> Problems to work on
a) Reproduce the passage of the post on benchmarking programming language identification starting with "Introduction" and going on through "recording the results.".
b) Using the post on benchmarking programming language identification, mark each statement below yes or no, and quote the words of the post that decide it: (i) The selected utility is run on 3039 dataset files. (ii) Accuracy results are written to a file ending in -hyperfine.json. (iii) The utility processes all dataset files together in a single run.
c) Pick up the post on benchmarking programming language identification at the point where it stops and write the part that follows.

> Passage shown

* begin *

In the previous blog post, we introduced the background, motivation, objectives, challenges, and goals of this experiment in identifying programming languages in code files.
Introduction
In this post, will go through the benchmarking, testing, and analysis methods that I’m employing in more detail.
Benchmarking procedure
First we’ll go through the benchmarking protocol, called Programming Language Identification (PLI) that we’ve been utilizing on the CodeCommons project [1].
As I’d gone over in the previous post, the project has been heavily making use of the Linguist dataset from GitHub for prototyping and testing prior to full execution on the Software Heritage (SWH) archive [2].
With this dataset, we run the
- selected utility across
- each of the 3039 dataset files
one by one, recording the results.
We receive the results in a parseable .json format.
Accuracy benchmarking
We receive the results of accuracy benchmarking in benchmark-<utility_name>-output.json and they look somewhat like this:
{
"results": [
{
"filename": "/samples/Prolog/dleak-report",
"output": "{\"/samples/Prolog/dleak-report\":{\"lines\":11,\"sloc\":8,\"type\":\"Text\",\"mime_type\":\"text/plain\",\"language\":\"Prolog\",\"large\":false,\"generated\":false,\"vendored\":false}}\n"
},
{
"filename": "/samples/Prolog/plunit_test_example.plt",
"output": "{\"/samples/Prolog/plunit_test_example.plt\":{\"lines\":11,\"sloc\":7,\"type\":\"Text\",\"mime_type\":\"application/vnd.hp-HPGL\",\"language\":\"Prolog\",\"large\":false,\"generated\":false,\"vendored\":false}}\n"
},
{
"filename": "/samples/Prolog/logic-problem.pro",
"output": "{\"/samples/Prolog/logic-problem.pro\":{\"lines\":68,\"sloc\":60,\"type\":\"Text\",\"mime_type\":\"text/plain\",\"language\":\"Prolog\",\"large\":false,\"generated\":false,\"vendored\":false}}\n"
}
]
}
In each entry, we first have the filename, followed by the “output,” including numerous elements of metadata, among which is the identified programming language.
Speed benchmarking
Similarly, we have the speed-related metrics in a benchmark-<utility_name>-hyperfine.json file.
{
"results": [
{
"command": "github-linguist --json '/samples/Prolog/dleak-report' > /results/tmp_file",
"mean": 0.39646997458,
"stddev": null,
"median": 0.39646997458,
"user": 0.36022556,
"system": 0.03594272,
"min": 0.39646997458,
"max": 0.39646997458,
"times": [
0.39646997458
],
"exit_codes": [
0
],
"parameters": {
"filename": "/samples/Prolog/dleak-report"
}
},
{
"command": "github-linguist --json '/samples/Prolog/plunit_test_example.plt' > /results/tmp_file",
"mean": 0.40772620558,
"stddev": null,
"median": 0.40772620558,
"user": 0.36764456,
"system": 0.03987772,
"min": 0.40772620558,
"max": 0.40772620558,
"times": [
0.40772620558
],
"exit_codes": [
0
],
"parameters": {
"filename": "/samples/Prolog/plunit_test_example.plt"

* end *

> Data entries

* begin *

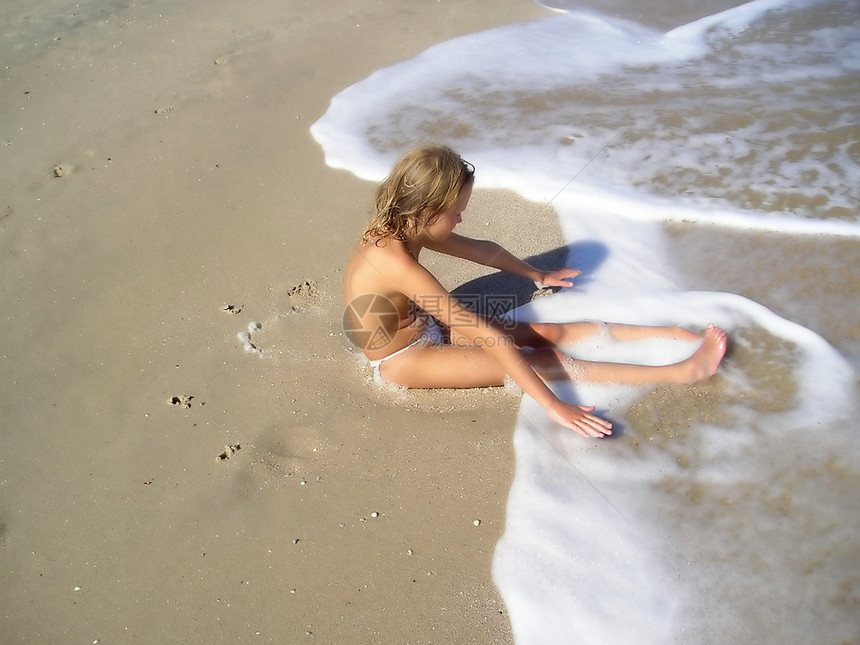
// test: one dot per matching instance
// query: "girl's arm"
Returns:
(495, 255)
(420, 286)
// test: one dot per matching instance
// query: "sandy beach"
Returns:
(162, 195)
(193, 452)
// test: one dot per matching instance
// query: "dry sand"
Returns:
(161, 193)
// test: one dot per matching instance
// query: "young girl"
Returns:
(394, 304)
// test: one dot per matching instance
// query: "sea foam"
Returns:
(719, 513)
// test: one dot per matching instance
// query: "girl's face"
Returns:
(444, 224)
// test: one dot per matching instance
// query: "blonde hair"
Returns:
(423, 183)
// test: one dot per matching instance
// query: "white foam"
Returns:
(736, 120)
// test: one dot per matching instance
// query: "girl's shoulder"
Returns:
(388, 250)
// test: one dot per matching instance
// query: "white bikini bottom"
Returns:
(433, 335)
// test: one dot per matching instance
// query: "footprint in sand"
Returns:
(245, 337)
(303, 296)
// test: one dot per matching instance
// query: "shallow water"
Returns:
(723, 512)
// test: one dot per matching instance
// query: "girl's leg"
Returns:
(700, 366)
(561, 334)
(462, 367)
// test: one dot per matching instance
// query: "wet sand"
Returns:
(167, 480)
(160, 483)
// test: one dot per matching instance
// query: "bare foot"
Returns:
(704, 362)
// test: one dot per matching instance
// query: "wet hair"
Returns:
(423, 184)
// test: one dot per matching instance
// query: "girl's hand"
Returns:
(577, 417)
(558, 278)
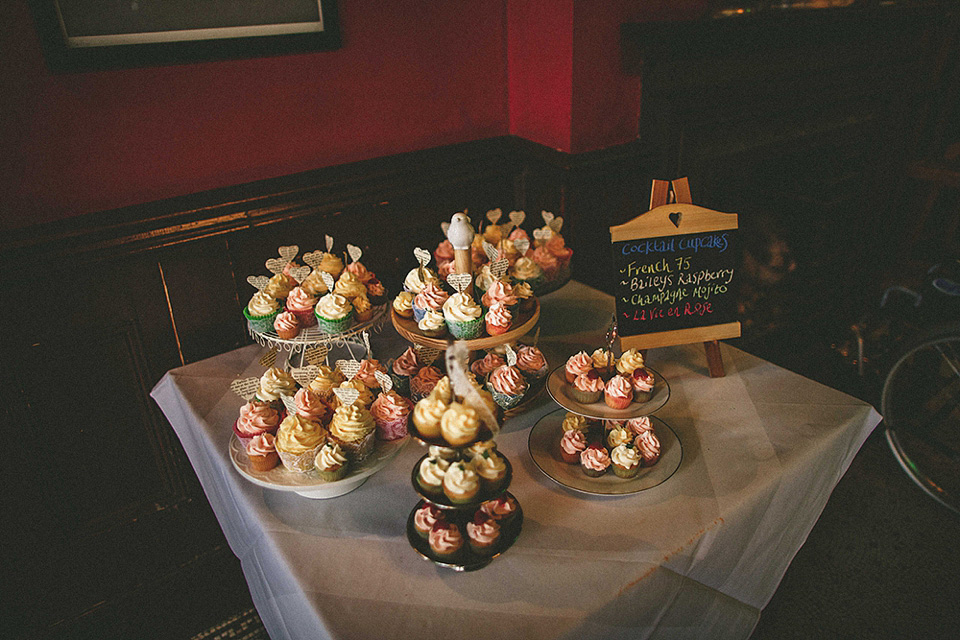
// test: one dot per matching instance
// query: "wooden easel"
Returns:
(659, 195)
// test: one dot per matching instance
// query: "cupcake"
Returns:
(618, 394)
(625, 460)
(391, 413)
(427, 415)
(287, 325)
(648, 446)
(433, 324)
(425, 517)
(424, 382)
(492, 471)
(334, 313)
(507, 385)
(572, 444)
(587, 388)
(274, 383)
(643, 382)
(403, 369)
(262, 452)
(256, 418)
(260, 312)
(352, 427)
(430, 298)
(301, 304)
(461, 484)
(577, 364)
(483, 533)
(503, 509)
(459, 425)
(430, 476)
(463, 317)
(298, 441)
(594, 461)
(446, 543)
(403, 304)
(331, 463)
(498, 320)
(531, 363)
(310, 405)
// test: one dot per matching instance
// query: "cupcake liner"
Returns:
(465, 330)
(261, 323)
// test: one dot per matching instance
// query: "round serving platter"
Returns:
(468, 561)
(544, 446)
(309, 484)
(557, 388)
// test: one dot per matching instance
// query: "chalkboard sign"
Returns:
(676, 274)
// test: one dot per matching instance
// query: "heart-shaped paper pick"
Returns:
(422, 256)
(259, 282)
(460, 281)
(305, 375)
(386, 383)
(349, 368)
(245, 387)
(300, 273)
(346, 395)
(276, 265)
(314, 258)
(511, 355)
(289, 252)
(316, 355)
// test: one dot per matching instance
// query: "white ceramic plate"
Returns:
(309, 484)
(544, 445)
(557, 388)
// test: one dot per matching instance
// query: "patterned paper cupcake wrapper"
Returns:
(260, 323)
(466, 330)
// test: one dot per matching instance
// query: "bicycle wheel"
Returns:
(920, 404)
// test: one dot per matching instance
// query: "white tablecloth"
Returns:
(698, 556)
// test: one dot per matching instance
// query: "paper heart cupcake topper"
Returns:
(269, 358)
(316, 355)
(346, 395)
(305, 375)
(386, 382)
(259, 282)
(246, 388)
(349, 368)
(460, 281)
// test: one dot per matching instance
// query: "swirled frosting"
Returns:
(262, 304)
(300, 300)
(508, 380)
(334, 306)
(276, 382)
(298, 435)
(460, 307)
(629, 361)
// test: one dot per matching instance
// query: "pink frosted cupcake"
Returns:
(618, 393)
(577, 364)
(301, 304)
(391, 412)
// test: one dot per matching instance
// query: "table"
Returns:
(697, 556)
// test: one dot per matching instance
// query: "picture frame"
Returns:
(91, 35)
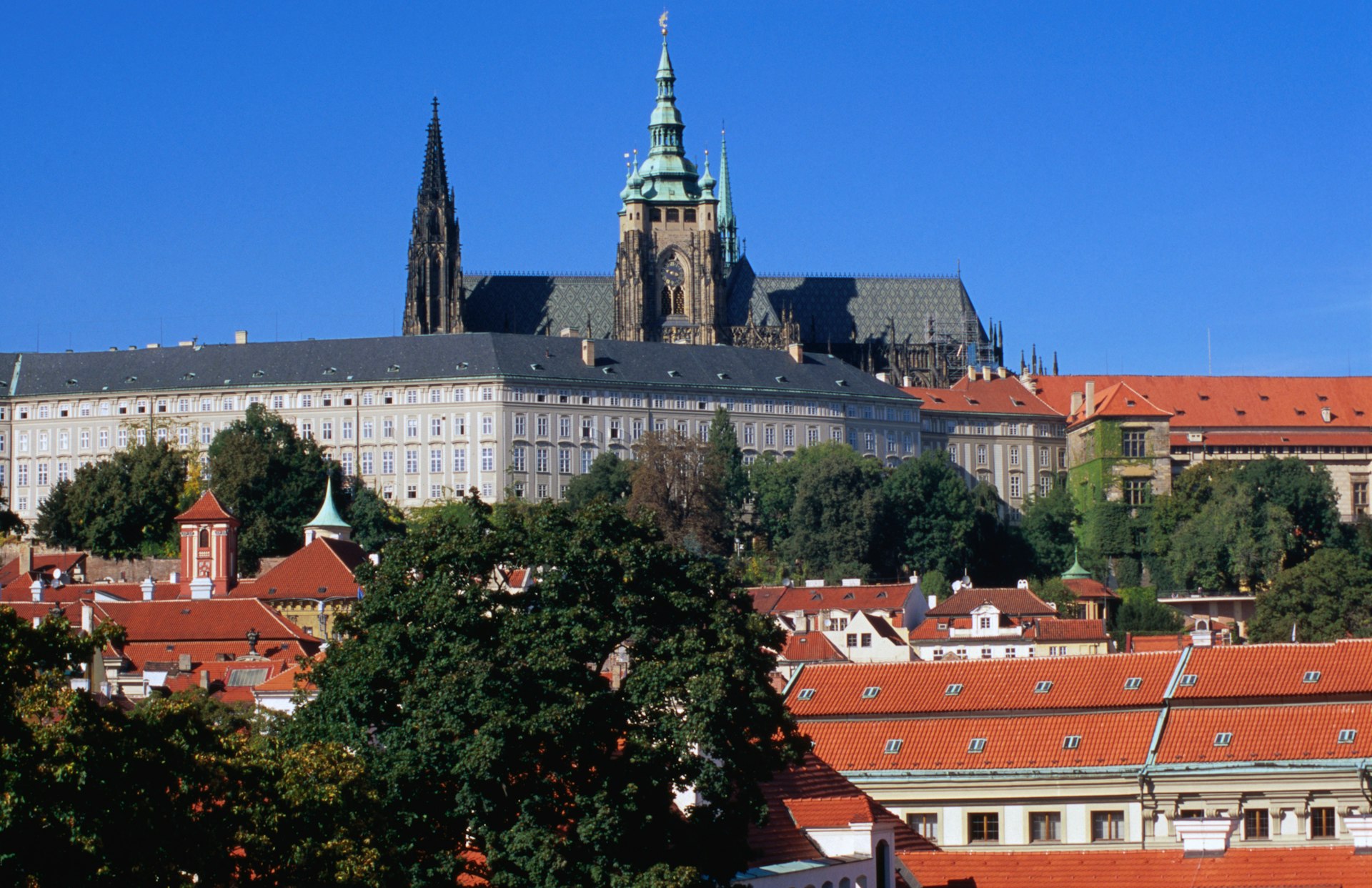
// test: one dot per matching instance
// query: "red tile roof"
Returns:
(326, 564)
(1345, 667)
(781, 840)
(1267, 734)
(1093, 681)
(936, 744)
(1012, 601)
(207, 508)
(1271, 867)
(1236, 401)
(814, 598)
(810, 647)
(1008, 397)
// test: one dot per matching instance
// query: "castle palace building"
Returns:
(681, 276)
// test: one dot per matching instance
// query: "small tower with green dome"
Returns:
(670, 268)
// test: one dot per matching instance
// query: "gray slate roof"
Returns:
(532, 360)
(829, 310)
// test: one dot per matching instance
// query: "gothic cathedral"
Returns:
(434, 291)
(670, 271)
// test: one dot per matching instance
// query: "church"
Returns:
(682, 276)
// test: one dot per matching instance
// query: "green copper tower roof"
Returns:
(667, 176)
(1076, 571)
(328, 515)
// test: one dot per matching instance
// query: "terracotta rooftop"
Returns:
(1218, 403)
(1025, 741)
(1267, 734)
(1094, 681)
(206, 510)
(1012, 601)
(1281, 670)
(1006, 397)
(1271, 867)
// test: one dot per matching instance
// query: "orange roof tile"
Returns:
(322, 570)
(1279, 670)
(1271, 867)
(1216, 403)
(1094, 681)
(207, 508)
(1267, 734)
(1008, 397)
(938, 744)
(1013, 601)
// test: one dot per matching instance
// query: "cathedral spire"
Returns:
(727, 224)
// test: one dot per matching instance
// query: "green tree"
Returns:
(932, 513)
(1047, 528)
(375, 522)
(120, 508)
(271, 479)
(483, 718)
(839, 516)
(610, 477)
(1326, 597)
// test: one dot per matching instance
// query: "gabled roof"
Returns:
(1279, 670)
(1257, 867)
(1025, 741)
(1091, 681)
(814, 598)
(207, 508)
(1266, 734)
(1009, 601)
(322, 570)
(999, 397)
(1213, 403)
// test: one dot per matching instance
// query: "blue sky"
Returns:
(1115, 180)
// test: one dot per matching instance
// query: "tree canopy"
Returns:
(483, 716)
(271, 479)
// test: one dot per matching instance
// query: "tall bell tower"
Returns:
(669, 272)
(434, 289)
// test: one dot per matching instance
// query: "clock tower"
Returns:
(669, 273)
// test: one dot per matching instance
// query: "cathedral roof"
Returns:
(401, 360)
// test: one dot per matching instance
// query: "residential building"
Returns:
(426, 418)
(1321, 420)
(1267, 743)
(996, 433)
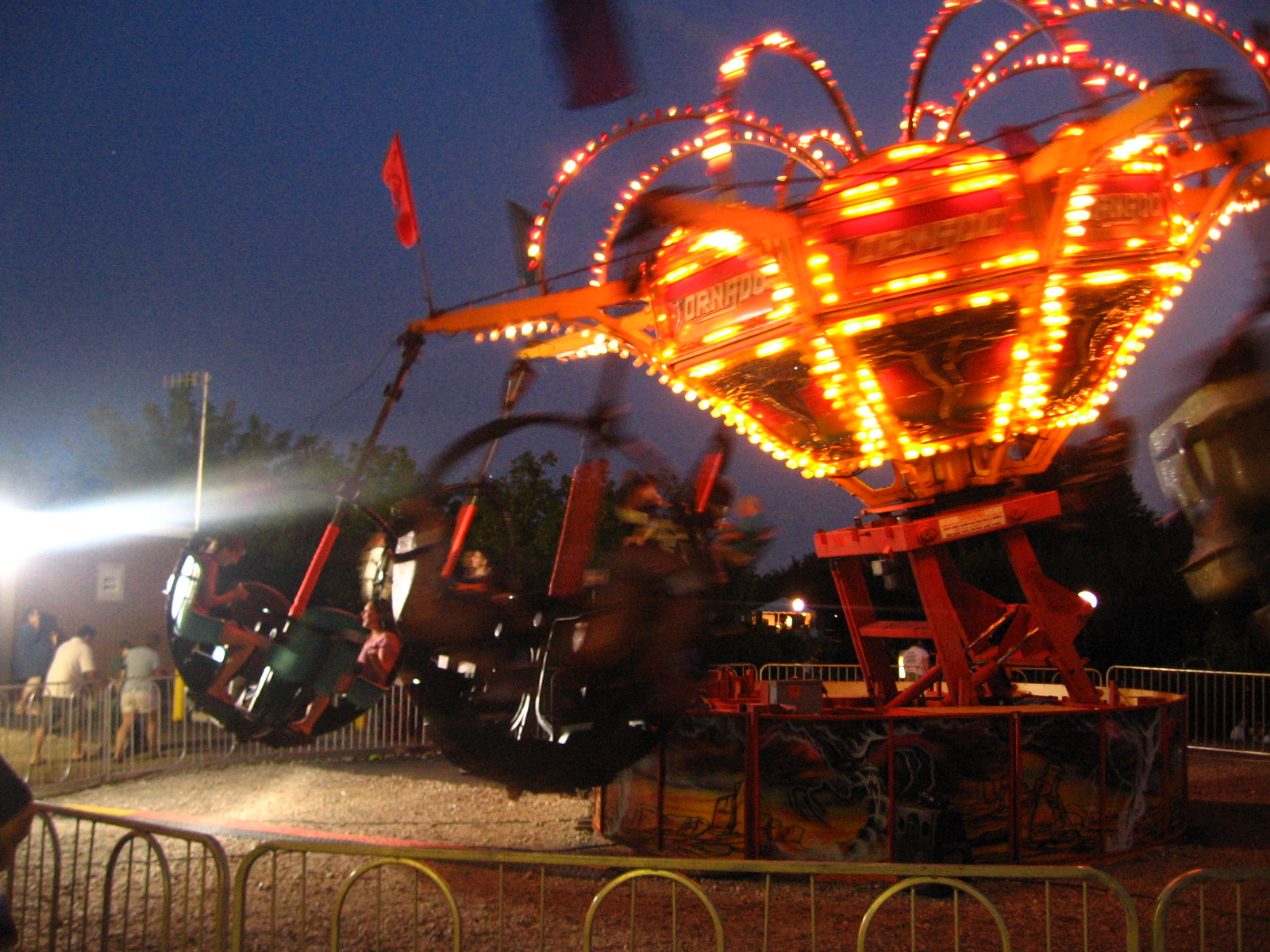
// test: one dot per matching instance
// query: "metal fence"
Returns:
(1227, 710)
(1222, 918)
(810, 672)
(300, 896)
(184, 736)
(854, 672)
(93, 881)
(84, 881)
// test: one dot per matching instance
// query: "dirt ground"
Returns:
(416, 797)
(425, 799)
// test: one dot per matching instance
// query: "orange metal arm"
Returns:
(562, 306)
(1070, 152)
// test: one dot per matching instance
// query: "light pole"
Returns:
(190, 380)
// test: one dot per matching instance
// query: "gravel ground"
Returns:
(425, 799)
(418, 797)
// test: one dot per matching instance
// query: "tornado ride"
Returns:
(924, 328)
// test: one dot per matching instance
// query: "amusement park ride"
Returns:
(924, 329)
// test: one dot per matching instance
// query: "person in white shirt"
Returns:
(139, 695)
(71, 668)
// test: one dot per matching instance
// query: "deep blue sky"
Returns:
(197, 186)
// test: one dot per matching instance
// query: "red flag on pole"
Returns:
(399, 187)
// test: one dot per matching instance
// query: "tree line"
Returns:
(285, 484)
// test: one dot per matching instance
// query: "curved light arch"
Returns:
(736, 69)
(992, 79)
(1038, 10)
(764, 140)
(1191, 12)
(581, 159)
(1057, 16)
(806, 139)
(941, 113)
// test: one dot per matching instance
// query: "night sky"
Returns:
(197, 187)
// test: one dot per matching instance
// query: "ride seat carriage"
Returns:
(314, 653)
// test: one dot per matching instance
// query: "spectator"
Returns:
(918, 662)
(33, 653)
(139, 695)
(17, 810)
(71, 668)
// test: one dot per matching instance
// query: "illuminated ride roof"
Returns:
(939, 306)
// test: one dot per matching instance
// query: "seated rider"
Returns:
(375, 662)
(239, 641)
(740, 543)
(641, 505)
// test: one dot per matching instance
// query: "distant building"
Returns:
(789, 613)
(116, 587)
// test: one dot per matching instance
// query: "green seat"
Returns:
(365, 693)
(200, 628)
(340, 663)
(321, 634)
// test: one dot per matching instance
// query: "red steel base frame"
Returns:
(975, 634)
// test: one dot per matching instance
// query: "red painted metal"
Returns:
(463, 524)
(857, 607)
(314, 573)
(578, 533)
(706, 478)
(887, 537)
(753, 787)
(1016, 752)
(960, 617)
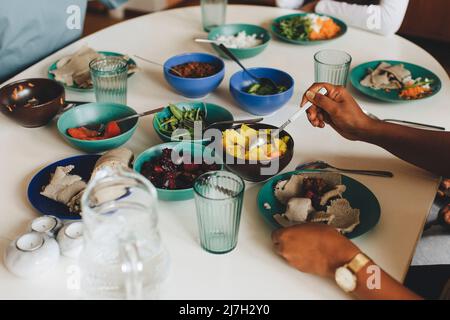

* end *

> Responses per task
a)
Introduction
In this post, will go through the benchmarking, testing, and analysis methods that I’m employing in more detail.
Benchmarking procedure
First we’ll go through the benchmarking protocol, called Programming Language Identification (PLI) that we’ve been utilizing on the CodeCommons project [1].
As I’d gone over in the previous post, the project has been heavily making use of the Linguist dataset from GitHub for prototyping and testing prior to full execution on the Software Heritage (SWH) archive [2].
With this dataset, we run the
- selected utility across
- each of the 3039 dataset files
one by one, recording the results.

b)
(i) Yes: "each of the 3039 dataset files"
(ii) No: "We receive the results of accuracy benchmarking in benchmark-<utility_name>-output.json"
(iii) No: "one by one, recording the results."

c)
}
},
{
"command": "github-linguist --json '/samples/Prolog/logic-problem.pro' > /results/tmp_file",
"mean": 0.40617827458,
"stddev": null,
"median": 0.40617827458,
"user": 0.38222656,
"system": 0.023823719999999996,
"min": 0.40617827458,
"max": 0.40617827458,
"times": [
0.40617827458
],
"exit_codes": [
0
],
"parameters": {
"filename": "/samples/Prolog/logic-problem.pro"
}
}
]
}
With numerous speed-related metrics, namely the time that it required to analyze the file in question.
Analysis
With these benchmark results of accuracy and speed, we are able to analyze the results. Using Pandas data frames and NumPy, we produce numerous analyses in the realm of accuracy and speed.
Accuracy analyses
Amongst several analyses, we produce the
- Success count per language
- Success rate per language
- List of discrepancy files
- Final accuracy statistics
Finally, we produce graphs, visually representing the general accuracy of the utility.

Speed analyses
In this analysis, we produce the
- execution time per file
- execution time per programming language
Likewise, we produce a graph, visually representing general speed of the utility.

Further references
A full example directory of a full analysis can be found here.
Conclusion
Having discussed the result of the programming language identification benchmarking and the analysis format, we’ll discuss initial results of programming language identification benchmarking in the next post.
References
[1] “PLI Benchmark,” CodeCommons GitLab repository, 20 Nov. 2024. [Online]. Available: https://gitlab.softwareheritage.org/teams/codecommons/pli-benchmark (access restricted).
[2] GitHub, Inc., “Linguist sample files dataset,” GitHub Linguist repository, commit a7e40d3, 2025. [Online]. Available: https://github.com/github-linguist/linguist/tree/main/samples.